*Stated task*. Find the line containing "Reviewer note: check that each instance of the tiled" in the material below; copy that line and all following lines exactly.
* * * *
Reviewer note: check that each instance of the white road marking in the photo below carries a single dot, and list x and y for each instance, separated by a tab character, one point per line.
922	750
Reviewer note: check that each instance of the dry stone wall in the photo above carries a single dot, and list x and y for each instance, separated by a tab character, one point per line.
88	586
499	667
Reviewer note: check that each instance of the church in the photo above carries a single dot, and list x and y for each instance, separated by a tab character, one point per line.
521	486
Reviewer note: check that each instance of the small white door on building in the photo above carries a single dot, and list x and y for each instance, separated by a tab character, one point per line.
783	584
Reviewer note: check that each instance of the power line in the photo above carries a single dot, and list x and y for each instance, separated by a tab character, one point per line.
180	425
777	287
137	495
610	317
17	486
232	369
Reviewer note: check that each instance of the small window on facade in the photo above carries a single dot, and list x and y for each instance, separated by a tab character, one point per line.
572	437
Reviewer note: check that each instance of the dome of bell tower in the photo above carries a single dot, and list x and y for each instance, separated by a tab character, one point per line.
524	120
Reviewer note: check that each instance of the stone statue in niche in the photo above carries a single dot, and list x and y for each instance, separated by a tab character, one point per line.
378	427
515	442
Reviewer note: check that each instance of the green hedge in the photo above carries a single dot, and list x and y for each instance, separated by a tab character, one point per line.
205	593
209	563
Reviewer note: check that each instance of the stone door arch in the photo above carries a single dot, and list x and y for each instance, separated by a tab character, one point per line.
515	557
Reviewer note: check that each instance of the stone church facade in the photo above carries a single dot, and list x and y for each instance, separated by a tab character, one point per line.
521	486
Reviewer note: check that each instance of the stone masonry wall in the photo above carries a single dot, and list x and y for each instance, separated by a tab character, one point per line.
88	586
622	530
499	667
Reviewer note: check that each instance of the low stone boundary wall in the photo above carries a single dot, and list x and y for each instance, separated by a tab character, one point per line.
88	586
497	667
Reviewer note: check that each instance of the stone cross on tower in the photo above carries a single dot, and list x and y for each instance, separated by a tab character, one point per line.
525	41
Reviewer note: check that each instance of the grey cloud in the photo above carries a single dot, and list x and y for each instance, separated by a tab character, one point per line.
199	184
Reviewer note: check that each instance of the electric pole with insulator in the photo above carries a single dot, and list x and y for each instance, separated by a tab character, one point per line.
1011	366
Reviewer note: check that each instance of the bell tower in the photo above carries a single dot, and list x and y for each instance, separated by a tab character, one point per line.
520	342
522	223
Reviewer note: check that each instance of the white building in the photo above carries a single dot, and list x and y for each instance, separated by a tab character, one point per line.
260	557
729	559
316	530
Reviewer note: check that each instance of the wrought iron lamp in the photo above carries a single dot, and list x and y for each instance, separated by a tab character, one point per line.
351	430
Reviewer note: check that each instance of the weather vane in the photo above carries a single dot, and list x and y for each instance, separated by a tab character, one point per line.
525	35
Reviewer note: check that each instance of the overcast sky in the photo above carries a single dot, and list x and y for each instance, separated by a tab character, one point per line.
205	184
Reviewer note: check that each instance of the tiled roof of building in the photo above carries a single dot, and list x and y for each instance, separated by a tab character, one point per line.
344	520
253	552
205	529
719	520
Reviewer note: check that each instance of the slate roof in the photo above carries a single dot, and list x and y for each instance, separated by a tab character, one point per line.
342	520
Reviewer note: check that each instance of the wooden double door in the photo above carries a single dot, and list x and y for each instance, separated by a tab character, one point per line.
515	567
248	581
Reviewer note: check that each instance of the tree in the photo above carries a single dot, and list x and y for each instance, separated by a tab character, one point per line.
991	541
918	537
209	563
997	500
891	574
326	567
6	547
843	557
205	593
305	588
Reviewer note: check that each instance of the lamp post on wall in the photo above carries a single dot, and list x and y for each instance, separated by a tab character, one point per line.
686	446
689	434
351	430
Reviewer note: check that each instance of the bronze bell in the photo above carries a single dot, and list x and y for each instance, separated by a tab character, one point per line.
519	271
* * * *
*Exercise response*.
Reviewer note: check that each instance of the tiled roof of building in the photo above carries a single dot, and list x and y for each instance, separated by a tab character, one point per line.
344	520
253	552
205	529
719	520
Reviewer note: check that each instance of the slate roof in the photo above carries a single dot, and list x and y for each instance, separated by a tab character, one point per line.
342	520
Reviewer note: check that each instance of the wooden double door in the photo above carries a single dot, and list x and y for each instance, separated by a tab character, one point per line.
515	567
248	581
Reviewer note: check that each instance of the tree in the photo above carries a single dot, and list x and y for each instance, separated by a tab character, one point per line.
991	541
918	537
209	563
997	500
891	574
326	567
6	547
843	557
205	593
305	588
Reviewer note: check that each instance of the lamp post on wall in the photo above carries a single dot, and list x and y for each instance, separated by a tab character, one point per line.
686	446
689	434
351	430
Reviewer note: check that each instance of the bronze bell in the photo above carries a single dot, and list x and y for each instance, separated by a tab character, one point per line.
519	271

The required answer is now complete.